▶ **GOAL OF THE EXERCISE**
According to the case summary below, why did the lay member say he often closed his eyes?

▶ **DOCUMENT EXTRACT**
Start of Block

In the case of Elys v Marks and Spencer Plc & Ors. [2014] UKEAT 0518 it has been held that there was no material procedural irregularity when a member of an Employment Tribunal had apparently been sleeping for around 15-20 seconds. The member had been observed to be drooling by the Employment Judge but this wasn’t sufficient so as to permit a judgment to be overturned.

The Claimant who had lost his case at the Tribunal appealed to the EAT. He argued that one lay member had been asleep at different periods during the 3-week hearing. The member accepted that he often closed his eyes to combat dry eyes and had been taking painkillers.

The EAT noted that its function was to make findings of fact as to what had occurred at the hearing and to decide either if there was inattention or the appearance of inattention to a properly informed and impartial observer. It concluded that there was neither.

During the course of the hearing, the member had asked questions, taken extensive notes participated fully in discussions with the Tribunal. The 15-20 second 'drooling' incident was not “of sufficient materiality to amount to a procedural irregularity”.

By way of future reference the EAT suggested that where a member who forms part of a Tribunal has a medical condition that may give rise to misinterpretation by parties, this should be flagged by the member at the outset of the case. Indeed, had this actually been done in the instant case, the appeal may have been avoided.

End of Block

Dataset entries
Start of Block

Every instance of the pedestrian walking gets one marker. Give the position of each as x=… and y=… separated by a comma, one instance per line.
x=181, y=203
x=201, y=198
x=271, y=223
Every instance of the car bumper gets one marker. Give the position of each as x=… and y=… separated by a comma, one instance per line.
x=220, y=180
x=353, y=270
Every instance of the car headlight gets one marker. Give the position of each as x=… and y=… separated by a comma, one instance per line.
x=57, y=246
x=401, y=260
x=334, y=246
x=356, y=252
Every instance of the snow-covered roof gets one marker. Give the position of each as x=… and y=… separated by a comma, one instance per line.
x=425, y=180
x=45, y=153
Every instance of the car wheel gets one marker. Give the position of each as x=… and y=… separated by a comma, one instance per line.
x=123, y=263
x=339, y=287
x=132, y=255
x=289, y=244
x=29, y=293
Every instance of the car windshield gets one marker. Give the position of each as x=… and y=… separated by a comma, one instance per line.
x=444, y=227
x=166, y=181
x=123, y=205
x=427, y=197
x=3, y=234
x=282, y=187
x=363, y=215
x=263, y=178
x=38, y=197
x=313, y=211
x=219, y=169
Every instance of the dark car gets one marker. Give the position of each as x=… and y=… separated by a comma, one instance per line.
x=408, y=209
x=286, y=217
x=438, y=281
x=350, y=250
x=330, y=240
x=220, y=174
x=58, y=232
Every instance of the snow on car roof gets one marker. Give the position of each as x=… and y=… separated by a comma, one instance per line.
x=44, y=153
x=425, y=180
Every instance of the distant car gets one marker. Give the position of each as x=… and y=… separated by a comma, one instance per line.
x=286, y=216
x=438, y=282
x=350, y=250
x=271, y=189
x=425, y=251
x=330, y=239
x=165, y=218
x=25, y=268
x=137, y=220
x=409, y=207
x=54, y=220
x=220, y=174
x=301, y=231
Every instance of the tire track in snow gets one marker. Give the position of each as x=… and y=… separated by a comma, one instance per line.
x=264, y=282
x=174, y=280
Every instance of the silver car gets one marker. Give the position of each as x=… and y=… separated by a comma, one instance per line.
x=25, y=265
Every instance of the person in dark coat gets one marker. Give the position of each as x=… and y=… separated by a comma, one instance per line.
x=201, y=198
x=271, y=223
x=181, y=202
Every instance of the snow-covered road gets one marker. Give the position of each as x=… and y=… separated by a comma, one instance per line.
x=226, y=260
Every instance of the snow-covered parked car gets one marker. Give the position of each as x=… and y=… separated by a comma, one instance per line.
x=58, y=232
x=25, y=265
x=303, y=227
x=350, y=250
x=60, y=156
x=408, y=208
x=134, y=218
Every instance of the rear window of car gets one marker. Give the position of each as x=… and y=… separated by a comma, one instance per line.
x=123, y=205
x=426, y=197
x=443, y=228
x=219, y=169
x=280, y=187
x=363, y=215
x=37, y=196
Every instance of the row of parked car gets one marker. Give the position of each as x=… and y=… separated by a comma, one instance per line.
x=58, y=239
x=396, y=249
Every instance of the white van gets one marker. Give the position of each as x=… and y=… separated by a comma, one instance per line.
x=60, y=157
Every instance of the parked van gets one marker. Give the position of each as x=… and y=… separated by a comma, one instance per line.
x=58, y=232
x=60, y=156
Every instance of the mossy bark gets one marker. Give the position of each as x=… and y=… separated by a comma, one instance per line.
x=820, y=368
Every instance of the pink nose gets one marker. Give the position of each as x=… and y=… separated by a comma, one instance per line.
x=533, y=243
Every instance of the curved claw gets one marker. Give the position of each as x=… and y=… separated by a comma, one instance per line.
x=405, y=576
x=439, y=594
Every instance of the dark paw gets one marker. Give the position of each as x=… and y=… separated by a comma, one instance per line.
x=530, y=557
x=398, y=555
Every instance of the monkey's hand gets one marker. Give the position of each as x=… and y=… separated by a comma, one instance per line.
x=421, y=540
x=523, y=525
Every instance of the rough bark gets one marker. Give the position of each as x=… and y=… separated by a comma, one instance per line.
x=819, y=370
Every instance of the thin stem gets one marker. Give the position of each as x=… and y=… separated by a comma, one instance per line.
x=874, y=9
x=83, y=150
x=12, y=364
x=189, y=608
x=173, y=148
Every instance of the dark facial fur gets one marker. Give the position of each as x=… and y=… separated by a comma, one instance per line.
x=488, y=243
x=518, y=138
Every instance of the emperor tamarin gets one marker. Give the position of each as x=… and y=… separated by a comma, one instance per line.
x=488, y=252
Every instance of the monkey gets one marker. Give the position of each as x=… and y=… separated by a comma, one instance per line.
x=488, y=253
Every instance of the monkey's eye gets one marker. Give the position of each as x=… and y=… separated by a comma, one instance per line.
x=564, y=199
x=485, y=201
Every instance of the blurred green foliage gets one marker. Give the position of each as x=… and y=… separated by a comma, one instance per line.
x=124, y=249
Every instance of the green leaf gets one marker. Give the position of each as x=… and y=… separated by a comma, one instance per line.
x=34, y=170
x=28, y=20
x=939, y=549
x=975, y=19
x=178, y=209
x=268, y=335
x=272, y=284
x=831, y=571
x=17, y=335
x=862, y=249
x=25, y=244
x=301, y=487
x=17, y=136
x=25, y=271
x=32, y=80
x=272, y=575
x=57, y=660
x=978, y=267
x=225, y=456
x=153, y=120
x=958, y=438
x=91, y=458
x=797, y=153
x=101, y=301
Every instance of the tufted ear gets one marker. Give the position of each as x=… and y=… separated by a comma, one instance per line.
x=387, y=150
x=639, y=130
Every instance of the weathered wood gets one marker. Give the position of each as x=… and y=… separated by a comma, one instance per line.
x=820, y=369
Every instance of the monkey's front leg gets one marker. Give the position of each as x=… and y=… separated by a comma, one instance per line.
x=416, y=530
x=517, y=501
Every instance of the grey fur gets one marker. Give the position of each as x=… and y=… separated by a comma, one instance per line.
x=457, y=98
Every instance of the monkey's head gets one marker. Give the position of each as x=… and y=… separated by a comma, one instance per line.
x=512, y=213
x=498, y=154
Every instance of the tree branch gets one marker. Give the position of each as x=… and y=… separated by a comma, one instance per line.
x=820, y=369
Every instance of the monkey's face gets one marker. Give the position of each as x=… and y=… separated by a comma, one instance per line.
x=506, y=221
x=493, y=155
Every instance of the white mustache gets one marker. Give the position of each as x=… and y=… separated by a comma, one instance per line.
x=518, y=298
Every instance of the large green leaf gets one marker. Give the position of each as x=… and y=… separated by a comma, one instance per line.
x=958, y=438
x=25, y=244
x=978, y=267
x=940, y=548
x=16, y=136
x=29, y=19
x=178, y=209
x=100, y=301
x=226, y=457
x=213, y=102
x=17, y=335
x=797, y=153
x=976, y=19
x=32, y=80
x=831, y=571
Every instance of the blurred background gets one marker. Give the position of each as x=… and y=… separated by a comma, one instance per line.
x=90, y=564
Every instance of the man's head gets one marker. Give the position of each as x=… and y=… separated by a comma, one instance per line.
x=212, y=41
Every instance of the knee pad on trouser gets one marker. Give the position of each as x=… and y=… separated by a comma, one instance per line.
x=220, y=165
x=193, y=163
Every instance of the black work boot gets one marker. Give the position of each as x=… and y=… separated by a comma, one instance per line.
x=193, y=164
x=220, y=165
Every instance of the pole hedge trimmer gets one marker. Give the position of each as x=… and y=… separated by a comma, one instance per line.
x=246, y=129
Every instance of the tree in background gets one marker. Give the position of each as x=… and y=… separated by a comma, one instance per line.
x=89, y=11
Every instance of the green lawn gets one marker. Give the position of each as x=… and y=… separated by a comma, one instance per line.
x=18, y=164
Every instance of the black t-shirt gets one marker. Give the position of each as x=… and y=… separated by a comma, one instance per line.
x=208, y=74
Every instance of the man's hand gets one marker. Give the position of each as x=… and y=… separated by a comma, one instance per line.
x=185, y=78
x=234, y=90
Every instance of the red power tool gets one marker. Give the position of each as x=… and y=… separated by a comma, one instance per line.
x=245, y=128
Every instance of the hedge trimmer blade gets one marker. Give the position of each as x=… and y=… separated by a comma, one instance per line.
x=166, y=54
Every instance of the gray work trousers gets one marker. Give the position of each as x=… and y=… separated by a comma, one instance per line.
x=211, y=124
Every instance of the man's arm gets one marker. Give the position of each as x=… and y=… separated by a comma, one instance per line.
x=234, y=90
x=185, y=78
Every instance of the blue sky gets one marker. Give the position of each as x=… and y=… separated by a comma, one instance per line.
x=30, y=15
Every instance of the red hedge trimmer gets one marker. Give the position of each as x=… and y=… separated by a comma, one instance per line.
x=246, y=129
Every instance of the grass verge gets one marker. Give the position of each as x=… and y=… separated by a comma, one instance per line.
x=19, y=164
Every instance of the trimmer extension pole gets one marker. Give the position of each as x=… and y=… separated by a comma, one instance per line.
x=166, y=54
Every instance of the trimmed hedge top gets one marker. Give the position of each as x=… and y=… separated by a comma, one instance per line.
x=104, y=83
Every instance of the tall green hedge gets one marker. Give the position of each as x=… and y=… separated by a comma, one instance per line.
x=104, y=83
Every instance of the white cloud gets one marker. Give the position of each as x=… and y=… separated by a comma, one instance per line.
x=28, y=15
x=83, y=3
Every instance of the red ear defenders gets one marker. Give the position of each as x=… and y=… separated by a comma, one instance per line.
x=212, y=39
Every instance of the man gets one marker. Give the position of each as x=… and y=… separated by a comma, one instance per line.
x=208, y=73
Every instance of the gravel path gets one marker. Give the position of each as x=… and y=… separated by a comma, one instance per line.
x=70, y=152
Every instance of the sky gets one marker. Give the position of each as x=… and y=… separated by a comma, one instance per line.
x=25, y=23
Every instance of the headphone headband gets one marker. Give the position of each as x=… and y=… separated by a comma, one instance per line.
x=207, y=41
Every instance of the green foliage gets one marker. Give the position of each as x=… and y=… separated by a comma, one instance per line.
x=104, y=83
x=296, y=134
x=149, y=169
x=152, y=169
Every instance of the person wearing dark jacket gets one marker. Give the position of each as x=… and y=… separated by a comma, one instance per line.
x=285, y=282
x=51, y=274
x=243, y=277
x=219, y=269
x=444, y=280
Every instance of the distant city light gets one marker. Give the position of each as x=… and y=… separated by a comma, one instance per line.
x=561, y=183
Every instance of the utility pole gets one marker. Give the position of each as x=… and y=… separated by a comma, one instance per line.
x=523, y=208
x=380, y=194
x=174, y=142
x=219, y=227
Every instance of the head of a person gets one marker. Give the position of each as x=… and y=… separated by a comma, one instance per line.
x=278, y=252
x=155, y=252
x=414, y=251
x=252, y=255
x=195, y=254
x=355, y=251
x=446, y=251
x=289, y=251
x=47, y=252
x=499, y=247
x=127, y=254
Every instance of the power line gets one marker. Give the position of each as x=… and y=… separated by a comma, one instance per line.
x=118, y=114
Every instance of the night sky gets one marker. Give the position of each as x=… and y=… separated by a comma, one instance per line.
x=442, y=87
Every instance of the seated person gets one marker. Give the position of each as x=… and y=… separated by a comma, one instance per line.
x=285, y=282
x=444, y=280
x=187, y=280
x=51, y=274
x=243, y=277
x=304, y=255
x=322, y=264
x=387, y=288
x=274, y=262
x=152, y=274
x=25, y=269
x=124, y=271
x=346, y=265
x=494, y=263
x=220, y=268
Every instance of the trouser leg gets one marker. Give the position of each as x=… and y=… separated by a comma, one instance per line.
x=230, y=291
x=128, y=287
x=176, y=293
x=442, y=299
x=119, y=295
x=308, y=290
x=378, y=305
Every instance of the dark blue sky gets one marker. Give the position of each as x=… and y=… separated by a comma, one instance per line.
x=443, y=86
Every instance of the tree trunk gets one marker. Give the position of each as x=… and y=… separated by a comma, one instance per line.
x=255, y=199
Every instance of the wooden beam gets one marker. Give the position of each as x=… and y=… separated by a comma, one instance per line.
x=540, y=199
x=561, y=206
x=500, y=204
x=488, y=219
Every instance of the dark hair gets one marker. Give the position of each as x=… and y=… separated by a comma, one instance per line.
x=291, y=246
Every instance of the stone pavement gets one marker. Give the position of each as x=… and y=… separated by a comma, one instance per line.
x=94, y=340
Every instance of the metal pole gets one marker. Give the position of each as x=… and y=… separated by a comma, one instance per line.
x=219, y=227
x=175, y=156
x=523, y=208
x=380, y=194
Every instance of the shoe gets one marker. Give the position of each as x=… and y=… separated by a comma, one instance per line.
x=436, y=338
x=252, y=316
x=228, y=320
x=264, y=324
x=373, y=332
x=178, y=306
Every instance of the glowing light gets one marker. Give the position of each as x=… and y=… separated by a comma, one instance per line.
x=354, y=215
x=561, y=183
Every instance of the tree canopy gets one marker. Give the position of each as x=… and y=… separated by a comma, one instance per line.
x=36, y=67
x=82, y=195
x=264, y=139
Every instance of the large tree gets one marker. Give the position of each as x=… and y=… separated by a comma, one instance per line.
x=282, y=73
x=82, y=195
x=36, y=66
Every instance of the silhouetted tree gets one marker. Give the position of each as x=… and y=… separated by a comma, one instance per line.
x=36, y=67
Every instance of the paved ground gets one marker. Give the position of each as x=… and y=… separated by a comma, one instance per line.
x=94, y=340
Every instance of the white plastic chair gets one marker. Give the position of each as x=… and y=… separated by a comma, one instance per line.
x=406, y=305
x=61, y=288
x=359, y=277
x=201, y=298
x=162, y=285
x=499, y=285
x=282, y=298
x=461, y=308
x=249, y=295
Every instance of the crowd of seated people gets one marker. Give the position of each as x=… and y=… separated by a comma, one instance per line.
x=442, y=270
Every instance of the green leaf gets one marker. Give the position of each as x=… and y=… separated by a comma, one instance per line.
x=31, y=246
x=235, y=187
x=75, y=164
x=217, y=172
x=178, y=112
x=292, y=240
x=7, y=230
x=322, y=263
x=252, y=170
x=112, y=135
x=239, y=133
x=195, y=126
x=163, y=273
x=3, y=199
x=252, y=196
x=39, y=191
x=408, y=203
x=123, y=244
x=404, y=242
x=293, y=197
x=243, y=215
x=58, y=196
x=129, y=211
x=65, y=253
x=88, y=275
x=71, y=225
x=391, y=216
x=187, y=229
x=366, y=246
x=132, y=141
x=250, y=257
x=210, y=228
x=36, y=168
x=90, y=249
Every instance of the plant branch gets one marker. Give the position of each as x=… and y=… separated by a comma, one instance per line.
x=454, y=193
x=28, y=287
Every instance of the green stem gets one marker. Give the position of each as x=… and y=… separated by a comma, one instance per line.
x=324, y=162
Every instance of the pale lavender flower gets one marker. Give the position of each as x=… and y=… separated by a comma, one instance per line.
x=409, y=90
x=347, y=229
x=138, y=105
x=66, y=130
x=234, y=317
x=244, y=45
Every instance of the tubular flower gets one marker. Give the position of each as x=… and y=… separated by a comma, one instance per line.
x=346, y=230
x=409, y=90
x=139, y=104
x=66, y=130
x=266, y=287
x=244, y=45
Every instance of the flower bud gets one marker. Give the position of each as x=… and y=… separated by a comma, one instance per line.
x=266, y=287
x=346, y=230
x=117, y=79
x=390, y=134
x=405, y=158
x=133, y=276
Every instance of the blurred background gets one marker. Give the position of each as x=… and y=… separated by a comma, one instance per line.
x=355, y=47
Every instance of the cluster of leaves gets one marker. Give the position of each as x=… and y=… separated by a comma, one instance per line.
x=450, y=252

End of Block

▶ **EXERCISE ANSWER**
To combat dry eyes.